* Begin *

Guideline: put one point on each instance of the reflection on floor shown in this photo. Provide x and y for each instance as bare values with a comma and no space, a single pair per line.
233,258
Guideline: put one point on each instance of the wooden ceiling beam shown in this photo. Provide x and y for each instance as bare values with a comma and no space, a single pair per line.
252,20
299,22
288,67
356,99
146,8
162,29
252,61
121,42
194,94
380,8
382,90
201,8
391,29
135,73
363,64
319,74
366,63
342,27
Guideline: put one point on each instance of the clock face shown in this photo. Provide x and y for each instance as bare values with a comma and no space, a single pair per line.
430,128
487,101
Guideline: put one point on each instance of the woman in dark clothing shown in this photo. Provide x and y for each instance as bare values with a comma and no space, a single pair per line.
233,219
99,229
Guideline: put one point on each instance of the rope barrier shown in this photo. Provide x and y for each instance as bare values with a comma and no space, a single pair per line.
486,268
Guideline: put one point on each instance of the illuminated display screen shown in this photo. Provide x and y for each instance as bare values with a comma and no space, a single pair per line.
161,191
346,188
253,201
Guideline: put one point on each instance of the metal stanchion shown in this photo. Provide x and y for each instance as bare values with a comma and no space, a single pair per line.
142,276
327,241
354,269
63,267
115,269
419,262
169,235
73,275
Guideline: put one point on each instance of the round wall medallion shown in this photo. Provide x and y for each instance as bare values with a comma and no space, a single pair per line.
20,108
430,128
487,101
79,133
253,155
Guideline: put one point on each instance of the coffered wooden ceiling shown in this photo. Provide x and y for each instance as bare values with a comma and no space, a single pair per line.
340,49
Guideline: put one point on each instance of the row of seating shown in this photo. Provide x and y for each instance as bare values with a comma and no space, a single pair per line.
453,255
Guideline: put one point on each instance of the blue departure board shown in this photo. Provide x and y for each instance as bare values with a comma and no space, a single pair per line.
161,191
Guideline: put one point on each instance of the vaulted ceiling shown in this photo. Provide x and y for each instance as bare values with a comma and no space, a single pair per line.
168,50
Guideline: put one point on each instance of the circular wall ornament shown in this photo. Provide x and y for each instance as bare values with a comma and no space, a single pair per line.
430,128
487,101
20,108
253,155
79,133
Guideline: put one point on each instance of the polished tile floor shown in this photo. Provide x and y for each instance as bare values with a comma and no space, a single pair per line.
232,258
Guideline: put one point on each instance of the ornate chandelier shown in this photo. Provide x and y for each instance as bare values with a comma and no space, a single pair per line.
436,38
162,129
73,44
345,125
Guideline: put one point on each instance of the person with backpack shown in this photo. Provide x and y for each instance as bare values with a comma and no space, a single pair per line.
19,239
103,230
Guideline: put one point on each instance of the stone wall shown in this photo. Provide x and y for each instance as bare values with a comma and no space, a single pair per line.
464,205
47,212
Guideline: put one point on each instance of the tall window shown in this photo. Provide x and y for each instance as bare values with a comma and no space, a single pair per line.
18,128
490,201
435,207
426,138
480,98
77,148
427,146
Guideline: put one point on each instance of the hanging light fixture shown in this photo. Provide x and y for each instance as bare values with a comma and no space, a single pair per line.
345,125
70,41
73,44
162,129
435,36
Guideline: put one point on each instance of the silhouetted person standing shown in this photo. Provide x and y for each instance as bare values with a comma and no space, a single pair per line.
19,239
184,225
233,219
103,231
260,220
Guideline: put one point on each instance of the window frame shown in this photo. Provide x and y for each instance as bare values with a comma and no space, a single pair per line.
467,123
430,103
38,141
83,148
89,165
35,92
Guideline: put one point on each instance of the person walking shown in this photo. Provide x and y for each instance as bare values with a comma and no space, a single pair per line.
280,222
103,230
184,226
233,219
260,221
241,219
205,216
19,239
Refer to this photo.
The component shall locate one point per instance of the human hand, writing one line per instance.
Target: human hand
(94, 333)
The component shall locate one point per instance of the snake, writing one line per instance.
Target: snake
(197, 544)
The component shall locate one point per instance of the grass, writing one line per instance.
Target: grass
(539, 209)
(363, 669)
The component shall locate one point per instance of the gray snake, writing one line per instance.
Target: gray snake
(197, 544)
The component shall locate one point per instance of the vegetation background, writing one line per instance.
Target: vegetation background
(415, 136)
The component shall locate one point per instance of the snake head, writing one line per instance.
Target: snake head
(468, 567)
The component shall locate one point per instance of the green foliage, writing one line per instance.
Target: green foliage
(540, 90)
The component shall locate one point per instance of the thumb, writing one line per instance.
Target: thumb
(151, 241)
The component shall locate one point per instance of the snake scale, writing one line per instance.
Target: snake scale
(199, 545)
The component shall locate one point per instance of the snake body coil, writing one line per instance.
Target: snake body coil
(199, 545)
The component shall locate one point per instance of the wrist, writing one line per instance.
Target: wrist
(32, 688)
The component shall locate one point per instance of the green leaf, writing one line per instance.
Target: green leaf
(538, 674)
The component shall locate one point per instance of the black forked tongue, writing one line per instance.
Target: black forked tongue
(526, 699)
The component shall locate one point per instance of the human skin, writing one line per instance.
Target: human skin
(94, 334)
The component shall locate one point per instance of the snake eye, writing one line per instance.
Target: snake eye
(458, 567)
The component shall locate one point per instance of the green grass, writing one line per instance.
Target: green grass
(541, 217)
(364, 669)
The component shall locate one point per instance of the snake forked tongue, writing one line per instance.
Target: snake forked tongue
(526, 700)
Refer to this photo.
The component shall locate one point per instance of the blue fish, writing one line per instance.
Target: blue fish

* End *

SET EXERCISE:
Could you reproduce the entire listing above, line for line and unchanged?

SOLUTION TO THIS EXERCISE:
Guideline: put one point on each instance of the reflection on floor shown in this photo. Provide x and y for each instance as bare values with a comma and no space, a single pair per line.
233,258
Guideline: put one point on each instance of the wooden ceiling beam shown in this photo. Provide x and y for each instance as bare values with a comma and no space, a single pair per line.
252,20
299,22
288,67
356,99
146,8
162,29
252,61
121,42
194,94
380,8
382,90
201,8
391,29
135,73
363,64
319,74
366,63
342,27
Guideline: put one point on each instance of the clock face shown in this photo. Provide x and y for each instance as bare values with a comma and no space, a single pair per line.
430,128
487,101
Guideline: put one point on each instance of the woman in dark clothing shown in this photo. Provide x and y for each instance as bare values with a comma and no space, a single pair per line.
233,219
99,229
Guideline: put one point on each instance of the rope barrier shown in this photo. Provide x and y for each instance as bare values with a comma and no space, a single pair per line.
486,268
Guideline: put one point on each instance of the illuminated display screen shown in this photo. Provide x and y for each instance as bare values with a comma and no space, a single pair per line.
161,191
346,188
253,201
Guideline: put one point on each instance of the metal stanchion shown in this photo. Provide x and y for each instance as bare values with a comma and no space, a single pair per line.
142,276
327,241
354,269
63,267
115,269
419,262
169,235
73,275
Guideline: put one point on each instance of the round wall medallion shown in this photo. Provide x and y for each instance as bare values with a comma and no space, a single pair per line.
20,108
430,128
487,101
79,133
253,155
Guideline: put one point on each instance of the coffered wooden ceiling shown in this photo. Provide x and y for each instance as bare values with a comma and no space, a single pair per line.
340,49
Guideline: put one point on each instance of the row of seating shown in this photo. Provide x and y for each instance as bare values with a comma and no space, a single pair per line.
453,255
Guideline: put one point on each instance of the blue departure board shown in this photo. Provide x and y for each instance as bare values with a comma and no space, a single pair per line.
161,191
Guideline: put one point on each instance of the vaulted ceiling shown in this photo. Provide x and y for each instance as bare values with a comma and no space, a single pair per line.
168,50
Guideline: put one point on each instance of the circular wall ornament shown in this photo. Provide x and y for each instance as bare values with a comma and no space, a single pair per line.
430,128
487,101
20,108
253,155
79,133
Guideline: put one point on each instance of the polished tile floor shown in this photo. Provide x and y for each instance as bare values with a comma and no space, a single pair per line.
232,258
Guideline: put one point on each instance of the ornate chandelier shown in this photo. Provide x and y for each instance as bare values with a comma and no space, a single pair per line.
436,38
162,129
73,44
345,125
Guideline: put one point on each instance of the person with backpack shown in this photo. Provide x and y for each instance as bare values with a comma and no space, a single pair per line.
19,239
103,230
Guideline: put one point on each instance of the stone wall shown in this photo. Provide x and y for each instance as bare values with a comma and no space, a single pair per line.
464,205
47,212
Guideline: put one point on each instance of the tall window shown in this photo. Provide x and y for each instance as bare values with a comma and no space, a single pair per line.
18,128
490,201
435,207
426,138
480,98
77,148
427,146
Guideline: put one point on each instance of the hanging light fixture shown in this photo. Provide x and y for each instance as bare values with a comma and no space, a single pair per line.
345,125
70,41
73,44
162,129
435,36
Guideline: put one point on each instance of the silhouetted person standing shown in this photo. Provide x and y for each instance as bare values with a comma and no space, a single pair per line.
19,239
184,225
233,219
103,231
260,220
Guideline: put one point on each instance of the window frame shown in this photo. Provide x and y for each instance as bare values with a comma and no space, a single pair per line.
467,123
430,103
38,141
83,148
89,165
35,92
Guideline: put one point on each instance of the person walking shown in this photo. Provide x and y for each instance as bare values with a comma and no space, a single pair per line.
280,222
103,230
184,226
233,219
260,221
241,219
205,216
19,239
Refer to this photo.
The component shall locate one point per instance of the human hand, writing one line per instance.
Target: human hand
(94, 333)
The component shall locate one point per instance of the snake, writing one line per instance.
Target: snake
(197, 544)
The component shall locate one point per instance of the grass, writing one line per instance.
Target: grass
(539, 209)
(363, 669)
The component shall locate one point per instance of the gray snake, writing one line per instance.
Target: gray snake
(197, 544)
The component shall locate one point per instance of the vegetation background, writing one line per instance.
Target: vegetation background
(415, 136)
The component shall locate one point per instance of the snake head, writing one line per instance.
Target: snake head
(468, 567)
The component shall locate one point per instance of the green foliage, writing one line per instance.
Target: green foliage
(540, 90)
The component shall locate one point per instance of the thumb, writing one line per instance.
Target: thumb
(151, 241)
The component shall locate one point per instance of the snake scale, writing one line per instance.
Target: snake scale
(199, 545)
The component shall locate one point per instance of the snake body coil, writing one line per instance.
Target: snake body coil
(199, 545)
The component shall locate one point per instance of the wrist, writing one line per instance.
Target: wrist
(32, 688)
The component shall locate one point per instance of the green leaf, writing one line per instance.
Target: green leaf
(538, 674)
The component shall locate one point per instance of the black forked tongue, writing one line per instance.
Target: black forked tongue
(526, 699)
The component shall locate one point per instance of the human skin, writing one line per instance.
Target: human skin
(94, 334)
The component shall locate one point per instance of the snake eye, writing one line per instance.
Target: snake eye
(458, 567)
The component shall locate one point per instance of the green grass, writing one line per instance.
Target: green grass
(541, 217)
(364, 669)
The component shall locate one point per instance of the snake forked tongue, writing one line per instance.
Target: snake forked tongue
(526, 700)
Refer to this photo.
The component shall locate one point per instance of the blue fish, writing one line per instance.
Target: blue fish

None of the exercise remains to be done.